[Point-per-instance localization data]
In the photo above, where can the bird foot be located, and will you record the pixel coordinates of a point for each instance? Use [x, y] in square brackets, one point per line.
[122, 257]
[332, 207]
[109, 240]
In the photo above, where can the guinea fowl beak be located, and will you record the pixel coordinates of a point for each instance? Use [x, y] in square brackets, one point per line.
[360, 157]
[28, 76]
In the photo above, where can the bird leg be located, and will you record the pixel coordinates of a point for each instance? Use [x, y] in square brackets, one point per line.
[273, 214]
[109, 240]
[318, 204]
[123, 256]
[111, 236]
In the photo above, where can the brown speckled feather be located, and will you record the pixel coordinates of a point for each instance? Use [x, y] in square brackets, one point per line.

- EXERCISE PROMPT
A word-for-word transcription of all the data is needed.

- SOLUTION TO THIS TASK
In the photo above, where can the bird foot be located, and will you record the pixel coordinates of a point for each instance? Use [x, y] in square brackets, one point per line.
[122, 257]
[332, 207]
[109, 240]
In the photo above, where can the guinea fowl beak be located, and will you record the pixel coordinates of a point for each instance? Use [x, y] in square brackets, one point per line.
[360, 157]
[28, 76]
In the photo above, where can the bird leg be located, and will you record the pixel coordinates of a point for each instance? Use [x, y] in square brackets, one point per line.
[273, 214]
[109, 240]
[318, 204]
[123, 256]
[111, 236]
In the photo above, where can the brown speckled feather be located, and will you record the pixel coordinates of a point for each instance? Use [x, y] in square brackets, one point per line.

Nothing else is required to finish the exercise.